WHAT IS BEING ASKED: Give every line of the material again, exactly as written.

MATERIAL:
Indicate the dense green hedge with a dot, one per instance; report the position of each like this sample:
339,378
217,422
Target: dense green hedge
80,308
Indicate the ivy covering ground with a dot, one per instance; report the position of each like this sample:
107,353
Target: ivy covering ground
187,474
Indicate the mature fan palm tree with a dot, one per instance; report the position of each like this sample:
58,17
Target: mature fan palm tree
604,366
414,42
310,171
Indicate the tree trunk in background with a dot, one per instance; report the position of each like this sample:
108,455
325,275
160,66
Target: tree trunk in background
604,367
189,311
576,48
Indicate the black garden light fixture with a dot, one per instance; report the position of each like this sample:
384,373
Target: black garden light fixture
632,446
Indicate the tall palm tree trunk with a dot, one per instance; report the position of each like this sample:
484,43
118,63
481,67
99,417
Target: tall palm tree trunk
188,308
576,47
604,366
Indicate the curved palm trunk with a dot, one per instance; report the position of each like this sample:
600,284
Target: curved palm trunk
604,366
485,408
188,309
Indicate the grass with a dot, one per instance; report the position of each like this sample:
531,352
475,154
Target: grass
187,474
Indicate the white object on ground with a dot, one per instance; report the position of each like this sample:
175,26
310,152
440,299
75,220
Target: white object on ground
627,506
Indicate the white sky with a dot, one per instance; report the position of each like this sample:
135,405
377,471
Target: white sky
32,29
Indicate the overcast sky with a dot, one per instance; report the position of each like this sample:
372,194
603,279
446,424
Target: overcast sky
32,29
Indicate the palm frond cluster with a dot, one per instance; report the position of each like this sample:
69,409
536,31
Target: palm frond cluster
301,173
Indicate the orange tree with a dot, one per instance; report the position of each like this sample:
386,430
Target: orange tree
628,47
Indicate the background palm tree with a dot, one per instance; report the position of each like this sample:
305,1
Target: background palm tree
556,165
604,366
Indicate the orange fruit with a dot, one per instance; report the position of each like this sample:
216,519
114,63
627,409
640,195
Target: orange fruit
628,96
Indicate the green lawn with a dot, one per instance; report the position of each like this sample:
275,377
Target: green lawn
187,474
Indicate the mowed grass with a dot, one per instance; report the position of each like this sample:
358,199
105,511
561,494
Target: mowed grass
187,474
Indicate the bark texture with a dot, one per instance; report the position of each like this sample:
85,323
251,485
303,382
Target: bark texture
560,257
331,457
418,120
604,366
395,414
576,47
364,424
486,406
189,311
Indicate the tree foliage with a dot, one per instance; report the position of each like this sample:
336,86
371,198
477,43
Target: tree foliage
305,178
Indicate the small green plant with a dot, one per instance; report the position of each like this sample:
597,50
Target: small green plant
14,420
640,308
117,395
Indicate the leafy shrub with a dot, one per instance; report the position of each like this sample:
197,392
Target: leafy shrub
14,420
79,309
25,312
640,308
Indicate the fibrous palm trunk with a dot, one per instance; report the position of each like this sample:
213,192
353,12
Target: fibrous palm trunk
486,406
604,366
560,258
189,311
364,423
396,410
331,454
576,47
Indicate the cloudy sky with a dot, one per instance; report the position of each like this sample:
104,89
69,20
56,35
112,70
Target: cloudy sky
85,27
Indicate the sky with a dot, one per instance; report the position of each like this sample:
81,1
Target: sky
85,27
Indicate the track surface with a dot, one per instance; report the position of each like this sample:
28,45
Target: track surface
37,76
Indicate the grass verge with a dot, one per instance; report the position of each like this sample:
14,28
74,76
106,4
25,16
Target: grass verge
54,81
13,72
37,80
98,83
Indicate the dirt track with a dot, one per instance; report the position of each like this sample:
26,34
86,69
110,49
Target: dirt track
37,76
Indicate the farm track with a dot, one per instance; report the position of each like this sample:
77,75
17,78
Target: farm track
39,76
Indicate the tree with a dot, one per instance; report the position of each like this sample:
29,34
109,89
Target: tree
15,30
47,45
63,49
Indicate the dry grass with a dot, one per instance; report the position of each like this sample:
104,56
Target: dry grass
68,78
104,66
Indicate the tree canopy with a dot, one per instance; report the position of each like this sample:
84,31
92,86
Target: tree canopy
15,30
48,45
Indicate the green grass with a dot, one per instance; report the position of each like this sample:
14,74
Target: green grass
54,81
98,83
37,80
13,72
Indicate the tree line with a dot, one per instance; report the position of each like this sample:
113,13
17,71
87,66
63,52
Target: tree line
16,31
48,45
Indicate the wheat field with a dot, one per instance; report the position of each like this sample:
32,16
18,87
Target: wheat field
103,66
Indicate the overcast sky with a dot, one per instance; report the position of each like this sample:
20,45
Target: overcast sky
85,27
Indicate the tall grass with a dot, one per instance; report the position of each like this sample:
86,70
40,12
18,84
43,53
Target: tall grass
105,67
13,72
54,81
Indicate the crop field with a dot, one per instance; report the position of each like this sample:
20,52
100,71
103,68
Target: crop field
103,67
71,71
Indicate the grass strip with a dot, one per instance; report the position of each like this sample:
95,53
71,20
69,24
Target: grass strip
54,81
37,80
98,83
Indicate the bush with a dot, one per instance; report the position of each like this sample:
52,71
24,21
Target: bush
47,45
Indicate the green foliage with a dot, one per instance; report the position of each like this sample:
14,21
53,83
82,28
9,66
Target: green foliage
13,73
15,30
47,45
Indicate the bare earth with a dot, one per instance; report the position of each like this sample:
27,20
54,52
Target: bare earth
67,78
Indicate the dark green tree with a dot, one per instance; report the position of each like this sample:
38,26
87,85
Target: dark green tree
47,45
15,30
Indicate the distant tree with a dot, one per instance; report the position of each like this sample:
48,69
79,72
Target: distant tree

WRITTEN RESPONSE:
Indicate the dense green hedge with a dot, one per instance; report the position of each like this sample:
339,378
217,422
Target: dense green hedge
80,308
Indicate the ivy covering ground with a dot, one per instance; report the position of each like this sample:
107,353
Target: ivy covering ground
187,474
Indicate the mature fan palm tree with a dot, one per instance; report the position of each like this sample:
58,17
Target: mature fan palm tree
604,366
414,42
310,171
Indicate the tree trunk in background with a dot, one per instance; report the position of each like this sample:
108,455
325,275
160,66
Target: tree trunk in background
604,367
189,311
576,48
Indicate the black garden light fixture with a dot, one per instance; report the position of each like this sample:
384,373
Target: black garden light fixture
632,446
Indicate the tall palm tree trunk with a dot, one per instance; report the position of each like this sample:
484,43
118,63
481,67
99,417
Target: tall palm tree trunk
188,308
576,47
604,366
Indicate the curved palm trunk with a dot, one per instance; report the position of each like this sample:
600,284
Target: curved palm trunk
604,366
485,408
188,309
Indicate the grass with a dot, one per instance; report the position of each like this sample:
531,352
475,154
Target: grass
187,474
Indicate the white object on ground with a dot, one per instance; report the position of each like this sample:
175,26
310,152
440,299
75,220
Target: white object on ground
627,506
Indicate the white sky with a dot, one per instance; report the position of each like this sample:
135,405
377,471
Target: white sky
32,29
Indicate the overcast sky with a dot, one per instance; report the position of each like this sample:
372,194
603,279
446,424
Target: overcast sky
32,29
Indicate the palm frond cluster with a dot, one per instance; report the position of each like this sample:
69,409
536,31
Target: palm frond cluster
301,173
Indicate the orange tree with a dot, one per instance; report the position of each like this sample:
386,430
Target: orange tree
628,47
Indicate the background palm tree with a dot, one per instance; report the position of each like this sample:
305,1
Target: background palm tree
556,165
604,366
Indicate the orange fruit with a dot, one per instance; report the position of each like this sample:
216,519
114,63
627,409
640,195
Target: orange fruit
628,96
Indicate the green lawn with a dot, one per instance; report the position of each like this sample:
275,377
Target: green lawn
187,474
Indicate the mowed grass with a dot, one per instance; report the position of each like this sample:
358,199
105,511
561,494
Target: mowed grass
187,474
Indicate the bark texture with a dot, one per instance; report the position of each like this sample:
85,323
251,485
303,382
Target: bark texture
560,257
331,457
418,120
604,366
395,414
576,47
364,424
486,406
189,311
Indicate the tree foliage with a dot, one per instance; report the position of each like this sample:
336,86
371,198
477,43
Target: tree foliage
305,178
Indicate the small green plant with a dot, one per instance; report the position of each like this sample:
597,50
Target: small green plant
14,420
640,308
117,395
Indicate the leafy shrub with a dot, one per instance; report the position of each like this sample:
197,392
Target: leafy shrub
14,420
79,309
25,312
640,308
Indicate the fibrous palm trunk with a dot, one per instance; report the position of each like this sample:
213,192
353,12
Target: fibrous palm trunk
486,406
604,366
560,258
189,311
364,423
396,410
331,454
576,47
Indicate the cloudy sky with a dot, one per instance; report the position of each like this sample:
104,89
69,20
56,35
112,70
Target: cloudy sky
85,27
Indicate the sky with a dot, one per instance; report the position of each like this sample:
81,1
Target: sky
85,27
Indicate the track surface with a dot, one per instance; report the position of each like this sample:
28,45
Target: track surface
37,76
Indicate the grass verge with a dot, one per instance; report the position of each like this sample:
14,28
74,76
106,4
25,16
Target: grass verge
54,81
13,72
37,80
98,83
Indicate the dirt track with a dot, one per instance; report the position of each like this sample:
26,34
86,69
110,49
Target: dirt track
37,76
Indicate the farm track with a dot, one per instance; report the position of each like this sample:
77,75
17,78
Target: farm track
39,76
Indicate the tree with a dot, one per instance; report the position of each like this sample:
29,34
109,89
Target: tree
15,30
47,45
63,49
Indicate the dry grass with a dot, one per instance; report the position of each like this sample:
104,56
Target: dry grass
68,78
104,66
Indicate the tree canopy with a dot, one per instance; report the position of each like this sample:
84,31
92,86
Target: tree canopy
15,30
48,45
Indicate the green grass with a dot, one per instance; report the position of each like this sample:
14,74
Target: green grass
54,81
98,83
37,80
13,72
Indicate the tree line with a dot, one per instance; report the position of each like this sample:
113,13
17,71
87,66
63,52
Target: tree line
16,31
48,45
Indicate the wheat field with a dot, one per instance; report the position of each like this sample:
32,16
18,87
Target: wheat field
103,66
Indicate the overcast sky with a dot, one per instance; report the position of each like this sample:
20,45
Target: overcast sky
85,27
Indicate the tall grass with a dot, one per instance; report the position of each like this sample:
86,70
40,12
18,84
43,53
Target: tall grass
105,67
13,72
54,81
Indicate the crop field with a dot, one per instance; report the position of each like this sample:
20,52
100,71
103,68
Target: crop field
103,67
71,71
Indicate the grass strip with a dot, one per instance; report the position of each like this sample:
95,53
71,20
69,24
Target: grass strip
54,81
37,80
98,83
Indicate the bush with a dot, one per instance; report the position of each like this sample:
52,71
24,21
Target: bush
47,45
Indicate the green foliage with a dot, one per instance; report the position of each like this sample:
14,21
53,83
82,28
9,66
Target: green foliage
13,73
15,30
47,45
Indicate the bare earth with a dot, one per instance; report the position of each like this sample:
27,20
54,52
Target: bare earth
67,78
Indicate the dark green tree with a dot, one per instance; report the position of each like this sample:
38,26
87,85
Target: dark green tree
47,45
15,30
Indicate the distant tree with a dot, one per instance; report the position of each like this sample:
48,69
79,72
Target: distant tree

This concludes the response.